▶ **Tâches à réaliser**:
1. Relevez, dans l'extrait de débat sur les violences conjugales, toutes les formes verbales conjuguées à la première personne du pluriel.
2. Recopiez fidèlement le passage de l'extrait de débat sur les violences conjugales compris entre « Mme la présidente. » et « les plus populaires. », bornes incluses.

▶ **Page**:
────────────────

Je demande le retrait de cet amendement. À défaut, j’émettrai un avis défavorable.
Mme la présidente. Quel est l’avis du Gouvernement ?
M. Gérald Darmanin, ministre. Monsieur le sénateur, je comprends bien votre souci de prendre en compte, plus que nous ne le faisons habituellement, la spécificité des sévices graves commis à l’encontre des animaux domestiques par les auteurs de violences conjugales lorsque, comme Mme Rossignol le soulignait ce matin, ces sévices visent à nuire psychologiquement à la victime de violences conjugales, que ce soit pour la retenir ou pour s’en « venger ».
En matière de violences intrafamiliales, nous avançons de manière empirique, et nous ne cessons de prendre en considération de nouveaux éléments, comme celui dont nous débattons, qui semble prendre de plus en plus d’ampleur, notamment dans les classes les plus populaires.

────────────────

▶ **Enregistrements de données**:
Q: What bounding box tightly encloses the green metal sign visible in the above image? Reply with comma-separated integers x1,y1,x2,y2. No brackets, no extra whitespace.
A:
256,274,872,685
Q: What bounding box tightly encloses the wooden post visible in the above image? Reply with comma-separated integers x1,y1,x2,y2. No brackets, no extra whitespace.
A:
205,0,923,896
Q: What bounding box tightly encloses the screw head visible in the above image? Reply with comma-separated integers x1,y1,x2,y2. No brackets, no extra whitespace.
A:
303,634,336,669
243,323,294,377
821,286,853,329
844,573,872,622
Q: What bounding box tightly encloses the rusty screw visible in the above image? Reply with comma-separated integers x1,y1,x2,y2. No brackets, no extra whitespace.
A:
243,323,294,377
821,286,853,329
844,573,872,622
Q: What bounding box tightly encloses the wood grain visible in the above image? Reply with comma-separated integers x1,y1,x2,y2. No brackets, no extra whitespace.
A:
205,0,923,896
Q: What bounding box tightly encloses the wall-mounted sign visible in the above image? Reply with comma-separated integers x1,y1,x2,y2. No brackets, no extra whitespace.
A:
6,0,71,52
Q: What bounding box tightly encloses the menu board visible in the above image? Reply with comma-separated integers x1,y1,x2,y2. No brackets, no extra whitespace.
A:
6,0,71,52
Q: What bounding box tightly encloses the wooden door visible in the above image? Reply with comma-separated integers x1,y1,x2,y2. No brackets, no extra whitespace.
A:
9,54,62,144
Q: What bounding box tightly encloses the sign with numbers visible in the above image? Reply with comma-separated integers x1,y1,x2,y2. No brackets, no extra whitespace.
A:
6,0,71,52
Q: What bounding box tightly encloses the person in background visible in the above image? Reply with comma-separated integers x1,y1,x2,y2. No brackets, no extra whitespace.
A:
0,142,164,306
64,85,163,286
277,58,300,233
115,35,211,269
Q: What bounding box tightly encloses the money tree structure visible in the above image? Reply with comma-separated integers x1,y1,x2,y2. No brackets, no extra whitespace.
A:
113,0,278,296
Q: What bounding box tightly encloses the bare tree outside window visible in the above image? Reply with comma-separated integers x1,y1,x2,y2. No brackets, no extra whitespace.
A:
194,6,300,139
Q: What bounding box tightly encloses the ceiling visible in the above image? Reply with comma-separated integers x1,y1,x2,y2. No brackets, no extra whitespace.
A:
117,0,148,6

────────────────

▶ **Réponses complètes**:
1. faisons, avançons, cessons, débattons

2.
Mme la présidente. Quel est l’avis du Gouvernement ?
M. Gérald Darmanin, ministre. Monsieur le sénateur, je comprends bien votre souci de prendre en compte, plus que nous ne le faisons habituellement, la spécificité des sévices graves commis à l’encontre des animaux domestiques par les auteurs de violences conjugales lorsque, comme Mme Rossignol le soulignait ce matin, ces sévices visent à nuire psychologiquement à la victime de violences conjugales, que ce soit pour la retenir ou pour s’en « venger ».
En matière de violences intrafamiliales, nous avançons de manière empirique, et nous ne cessons de prendre en considération de nouveaux éléments, comme celui dont nous débattons, qui semble prendre de plus en plus d’ampleur, notamment dans les classes les plus populaires.